─── ENTRIES SHOWN

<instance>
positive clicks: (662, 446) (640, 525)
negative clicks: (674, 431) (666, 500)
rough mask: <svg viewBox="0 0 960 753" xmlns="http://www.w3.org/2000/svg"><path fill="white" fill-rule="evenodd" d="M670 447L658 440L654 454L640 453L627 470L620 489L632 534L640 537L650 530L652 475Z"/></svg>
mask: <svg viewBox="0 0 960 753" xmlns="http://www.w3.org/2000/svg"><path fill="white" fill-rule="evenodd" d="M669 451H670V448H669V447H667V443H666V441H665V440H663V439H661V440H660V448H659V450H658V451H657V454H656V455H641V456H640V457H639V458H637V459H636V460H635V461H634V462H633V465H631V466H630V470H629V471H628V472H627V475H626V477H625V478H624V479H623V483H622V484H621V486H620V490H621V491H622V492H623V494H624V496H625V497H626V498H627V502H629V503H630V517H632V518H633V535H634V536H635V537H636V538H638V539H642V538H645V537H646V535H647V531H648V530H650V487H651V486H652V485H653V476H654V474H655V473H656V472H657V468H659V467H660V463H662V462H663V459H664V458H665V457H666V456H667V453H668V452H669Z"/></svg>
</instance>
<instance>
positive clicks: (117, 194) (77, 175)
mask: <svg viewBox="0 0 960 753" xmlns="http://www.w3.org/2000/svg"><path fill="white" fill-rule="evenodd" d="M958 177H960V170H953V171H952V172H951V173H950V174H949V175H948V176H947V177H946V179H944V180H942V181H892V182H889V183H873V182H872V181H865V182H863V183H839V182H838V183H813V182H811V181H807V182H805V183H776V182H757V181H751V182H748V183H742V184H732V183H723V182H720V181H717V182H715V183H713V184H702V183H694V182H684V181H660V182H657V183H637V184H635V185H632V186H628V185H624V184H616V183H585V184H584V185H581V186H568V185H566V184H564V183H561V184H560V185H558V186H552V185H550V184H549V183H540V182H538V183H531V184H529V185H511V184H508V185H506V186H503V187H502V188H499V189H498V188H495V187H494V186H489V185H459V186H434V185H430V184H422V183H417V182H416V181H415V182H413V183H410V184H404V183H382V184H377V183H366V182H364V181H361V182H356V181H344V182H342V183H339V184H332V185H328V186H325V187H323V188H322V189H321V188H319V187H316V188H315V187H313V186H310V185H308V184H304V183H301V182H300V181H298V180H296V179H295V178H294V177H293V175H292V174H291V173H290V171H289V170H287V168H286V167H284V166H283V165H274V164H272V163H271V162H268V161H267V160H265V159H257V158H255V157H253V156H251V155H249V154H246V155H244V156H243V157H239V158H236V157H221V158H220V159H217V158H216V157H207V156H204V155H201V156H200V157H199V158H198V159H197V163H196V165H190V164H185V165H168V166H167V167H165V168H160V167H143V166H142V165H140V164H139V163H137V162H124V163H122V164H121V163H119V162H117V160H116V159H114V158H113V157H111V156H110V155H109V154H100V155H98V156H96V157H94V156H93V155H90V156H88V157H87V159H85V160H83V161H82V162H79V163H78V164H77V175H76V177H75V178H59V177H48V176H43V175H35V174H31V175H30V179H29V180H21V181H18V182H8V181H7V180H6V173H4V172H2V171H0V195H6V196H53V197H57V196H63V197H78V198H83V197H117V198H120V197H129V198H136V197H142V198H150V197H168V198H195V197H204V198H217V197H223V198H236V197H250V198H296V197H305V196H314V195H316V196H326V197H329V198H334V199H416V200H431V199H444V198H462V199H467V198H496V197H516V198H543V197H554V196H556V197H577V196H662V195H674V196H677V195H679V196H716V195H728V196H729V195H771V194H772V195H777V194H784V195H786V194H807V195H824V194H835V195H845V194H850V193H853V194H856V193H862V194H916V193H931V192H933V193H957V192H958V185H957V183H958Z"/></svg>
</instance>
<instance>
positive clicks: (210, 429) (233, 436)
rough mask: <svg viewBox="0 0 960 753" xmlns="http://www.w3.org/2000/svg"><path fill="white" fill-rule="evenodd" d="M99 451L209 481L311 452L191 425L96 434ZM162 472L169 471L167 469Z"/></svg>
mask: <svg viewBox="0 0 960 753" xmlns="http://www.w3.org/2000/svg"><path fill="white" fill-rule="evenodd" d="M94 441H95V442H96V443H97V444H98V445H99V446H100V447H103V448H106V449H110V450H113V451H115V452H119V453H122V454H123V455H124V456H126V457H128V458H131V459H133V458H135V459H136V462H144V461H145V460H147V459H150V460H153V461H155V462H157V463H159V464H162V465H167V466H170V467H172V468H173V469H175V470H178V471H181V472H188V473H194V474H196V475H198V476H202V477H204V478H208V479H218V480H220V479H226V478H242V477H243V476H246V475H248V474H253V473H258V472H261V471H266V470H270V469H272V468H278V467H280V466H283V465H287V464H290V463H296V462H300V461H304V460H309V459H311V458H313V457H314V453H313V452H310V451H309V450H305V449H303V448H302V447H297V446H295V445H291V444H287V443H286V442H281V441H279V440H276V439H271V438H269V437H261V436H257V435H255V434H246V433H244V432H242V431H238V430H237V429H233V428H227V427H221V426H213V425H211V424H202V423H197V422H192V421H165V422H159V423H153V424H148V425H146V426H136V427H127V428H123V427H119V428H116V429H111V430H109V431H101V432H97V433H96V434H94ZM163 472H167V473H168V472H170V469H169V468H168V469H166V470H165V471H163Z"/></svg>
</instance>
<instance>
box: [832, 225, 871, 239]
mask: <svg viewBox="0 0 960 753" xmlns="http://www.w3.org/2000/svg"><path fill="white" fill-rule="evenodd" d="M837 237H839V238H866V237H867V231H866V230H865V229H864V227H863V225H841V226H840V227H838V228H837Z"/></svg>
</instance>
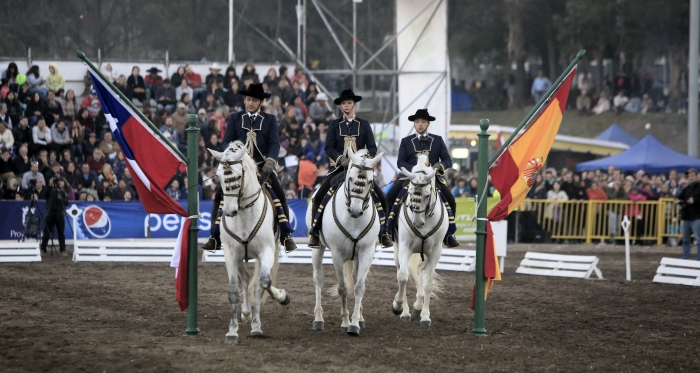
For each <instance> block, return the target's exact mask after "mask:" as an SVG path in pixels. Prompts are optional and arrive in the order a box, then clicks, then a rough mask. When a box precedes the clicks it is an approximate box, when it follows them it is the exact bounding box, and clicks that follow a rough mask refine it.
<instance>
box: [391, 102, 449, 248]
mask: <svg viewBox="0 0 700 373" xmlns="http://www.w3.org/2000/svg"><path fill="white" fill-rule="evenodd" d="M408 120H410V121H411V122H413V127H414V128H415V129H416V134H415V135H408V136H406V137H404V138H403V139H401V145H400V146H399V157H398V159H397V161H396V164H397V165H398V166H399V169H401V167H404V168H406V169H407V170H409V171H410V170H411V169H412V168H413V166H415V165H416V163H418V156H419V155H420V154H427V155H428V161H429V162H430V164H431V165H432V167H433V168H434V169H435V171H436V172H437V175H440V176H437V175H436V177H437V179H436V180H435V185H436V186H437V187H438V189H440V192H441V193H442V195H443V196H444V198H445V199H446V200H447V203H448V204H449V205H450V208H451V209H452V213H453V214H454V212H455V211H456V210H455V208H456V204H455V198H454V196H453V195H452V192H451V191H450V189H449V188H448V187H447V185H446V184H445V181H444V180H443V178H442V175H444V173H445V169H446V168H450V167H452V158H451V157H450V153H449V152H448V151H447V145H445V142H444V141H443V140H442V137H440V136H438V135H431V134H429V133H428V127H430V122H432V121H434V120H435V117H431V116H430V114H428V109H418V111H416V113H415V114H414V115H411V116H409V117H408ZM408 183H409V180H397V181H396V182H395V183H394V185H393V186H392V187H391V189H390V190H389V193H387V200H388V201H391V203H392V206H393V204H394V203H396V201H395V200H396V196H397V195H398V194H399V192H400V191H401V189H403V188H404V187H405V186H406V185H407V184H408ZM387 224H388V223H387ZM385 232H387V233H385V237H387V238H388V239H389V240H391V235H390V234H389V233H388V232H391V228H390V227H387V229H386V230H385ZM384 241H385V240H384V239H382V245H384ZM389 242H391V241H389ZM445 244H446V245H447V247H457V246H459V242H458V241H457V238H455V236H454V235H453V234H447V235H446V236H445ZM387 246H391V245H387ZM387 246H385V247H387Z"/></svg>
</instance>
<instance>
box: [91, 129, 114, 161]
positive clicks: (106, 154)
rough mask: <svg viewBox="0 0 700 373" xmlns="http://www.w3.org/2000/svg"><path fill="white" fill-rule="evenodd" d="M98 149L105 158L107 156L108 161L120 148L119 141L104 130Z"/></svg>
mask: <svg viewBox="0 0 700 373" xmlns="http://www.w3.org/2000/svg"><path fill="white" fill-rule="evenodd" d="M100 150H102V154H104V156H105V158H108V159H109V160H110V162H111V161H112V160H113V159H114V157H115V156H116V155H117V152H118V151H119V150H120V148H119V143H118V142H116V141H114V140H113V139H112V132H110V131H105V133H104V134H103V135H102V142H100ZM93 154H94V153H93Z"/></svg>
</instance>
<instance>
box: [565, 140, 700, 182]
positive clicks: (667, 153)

──────

Retype the entries exactly from the first line, stopping after the line with "negative clicks: (674, 431) (666, 500)".

FINISHED EXERCISE:
<instance>
positive clicks: (662, 446) (640, 525)
negative clicks: (674, 431) (666, 500)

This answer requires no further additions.